Stored entries:
____________
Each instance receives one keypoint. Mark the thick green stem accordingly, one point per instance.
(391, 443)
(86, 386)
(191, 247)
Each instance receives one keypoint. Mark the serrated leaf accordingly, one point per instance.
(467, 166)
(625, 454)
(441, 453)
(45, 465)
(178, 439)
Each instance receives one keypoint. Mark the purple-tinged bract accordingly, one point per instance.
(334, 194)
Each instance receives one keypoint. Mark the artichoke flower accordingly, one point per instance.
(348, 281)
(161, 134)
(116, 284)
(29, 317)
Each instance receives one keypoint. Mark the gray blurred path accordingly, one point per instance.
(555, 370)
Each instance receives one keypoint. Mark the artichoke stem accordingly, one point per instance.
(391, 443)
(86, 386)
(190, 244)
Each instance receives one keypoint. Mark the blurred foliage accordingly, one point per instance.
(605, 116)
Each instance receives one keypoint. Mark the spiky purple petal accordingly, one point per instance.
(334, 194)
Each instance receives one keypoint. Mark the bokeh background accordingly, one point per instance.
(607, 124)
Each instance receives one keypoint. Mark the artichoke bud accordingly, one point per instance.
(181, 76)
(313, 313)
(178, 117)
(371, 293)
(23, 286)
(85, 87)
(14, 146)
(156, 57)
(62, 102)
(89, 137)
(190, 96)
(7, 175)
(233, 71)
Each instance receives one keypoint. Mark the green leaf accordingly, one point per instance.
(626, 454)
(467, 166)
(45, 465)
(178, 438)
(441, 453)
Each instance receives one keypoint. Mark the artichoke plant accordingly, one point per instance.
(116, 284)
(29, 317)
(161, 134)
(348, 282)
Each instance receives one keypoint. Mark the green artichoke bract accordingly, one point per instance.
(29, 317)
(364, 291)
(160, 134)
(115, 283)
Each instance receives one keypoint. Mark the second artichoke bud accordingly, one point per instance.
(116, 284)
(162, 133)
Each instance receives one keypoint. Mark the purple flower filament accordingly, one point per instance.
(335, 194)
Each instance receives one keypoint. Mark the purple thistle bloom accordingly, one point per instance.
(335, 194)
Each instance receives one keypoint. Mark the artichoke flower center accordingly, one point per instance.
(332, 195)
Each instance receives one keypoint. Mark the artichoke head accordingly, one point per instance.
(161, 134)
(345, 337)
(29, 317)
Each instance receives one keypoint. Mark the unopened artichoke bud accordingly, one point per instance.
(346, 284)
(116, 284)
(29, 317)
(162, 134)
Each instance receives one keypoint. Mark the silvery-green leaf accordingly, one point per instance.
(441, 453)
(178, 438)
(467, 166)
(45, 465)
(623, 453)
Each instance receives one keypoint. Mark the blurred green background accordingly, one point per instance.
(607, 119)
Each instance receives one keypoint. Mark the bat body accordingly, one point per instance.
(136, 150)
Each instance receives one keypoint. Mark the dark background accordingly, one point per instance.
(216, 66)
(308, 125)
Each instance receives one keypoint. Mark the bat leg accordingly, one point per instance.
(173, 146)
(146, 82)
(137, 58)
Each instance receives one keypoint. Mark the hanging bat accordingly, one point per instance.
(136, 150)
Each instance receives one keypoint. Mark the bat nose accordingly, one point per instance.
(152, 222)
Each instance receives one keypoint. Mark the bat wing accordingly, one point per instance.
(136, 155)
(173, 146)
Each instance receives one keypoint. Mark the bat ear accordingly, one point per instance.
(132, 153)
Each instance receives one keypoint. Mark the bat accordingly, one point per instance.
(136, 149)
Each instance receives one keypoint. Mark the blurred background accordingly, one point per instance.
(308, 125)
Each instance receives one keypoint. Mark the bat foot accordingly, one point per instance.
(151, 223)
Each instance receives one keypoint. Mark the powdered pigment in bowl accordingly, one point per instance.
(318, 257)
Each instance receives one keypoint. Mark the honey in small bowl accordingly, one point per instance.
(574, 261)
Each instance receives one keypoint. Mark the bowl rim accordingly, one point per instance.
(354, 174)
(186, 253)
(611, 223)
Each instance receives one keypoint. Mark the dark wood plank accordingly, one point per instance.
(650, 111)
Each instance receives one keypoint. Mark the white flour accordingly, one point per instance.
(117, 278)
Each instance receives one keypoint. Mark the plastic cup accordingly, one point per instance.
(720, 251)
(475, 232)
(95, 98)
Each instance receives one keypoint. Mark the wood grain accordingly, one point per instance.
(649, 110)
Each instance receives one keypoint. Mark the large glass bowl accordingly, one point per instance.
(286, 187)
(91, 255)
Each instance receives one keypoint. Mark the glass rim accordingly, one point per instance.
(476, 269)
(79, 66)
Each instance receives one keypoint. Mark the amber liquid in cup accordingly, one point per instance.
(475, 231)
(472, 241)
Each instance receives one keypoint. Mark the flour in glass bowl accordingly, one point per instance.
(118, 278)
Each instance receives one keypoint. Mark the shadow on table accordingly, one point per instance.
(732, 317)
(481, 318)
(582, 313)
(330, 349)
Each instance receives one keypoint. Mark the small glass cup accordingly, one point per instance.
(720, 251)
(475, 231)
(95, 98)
____________
WHAT YOU HAVE TO DO
Add 33 to each point coordinate in the material from the line containing "Each instance receives one keypoint. Mark the dark wood" through the end of the material, and write out every line in that span again with the new values.

PROBLEM SOLUTION
Each instance receives one keypoint. Mark the dark wood plank accordingly, one point per instance.
(683, 144)
Each instance receives one keypoint. Mark the white flour accordingly, one point per instance.
(150, 311)
Each instance receives one keypoint. Mark the plastic cup accordingly, one point per instance.
(753, 284)
(508, 265)
(128, 131)
Each instance receives one keypoint. Mark the wood grain accordingly, one point per instance.
(682, 143)
Each instance receives one keypoint. Mark the large glass bowl accordingly, one point per instance.
(319, 220)
(124, 288)
Each instance receives one keypoint. Mark the glass rim accordingly, one point per instance.
(509, 302)
(112, 99)
Each instance receives one keypoint. Mark the amber liquid in cup accordingly, one point per instance.
(508, 264)
(505, 274)
Each instance receives one keypoint. Mark the flour in glass bowl accordingly, one point per instance.
(151, 311)
Each instance receives one keypoint. Mark the shadow on table accordingly, one point per instance.
(765, 350)
(514, 351)
(615, 346)
(363, 382)
Each instance receives one keypoint. Mark the small glass cup accordingly, one point per instance.
(753, 284)
(508, 264)
(128, 131)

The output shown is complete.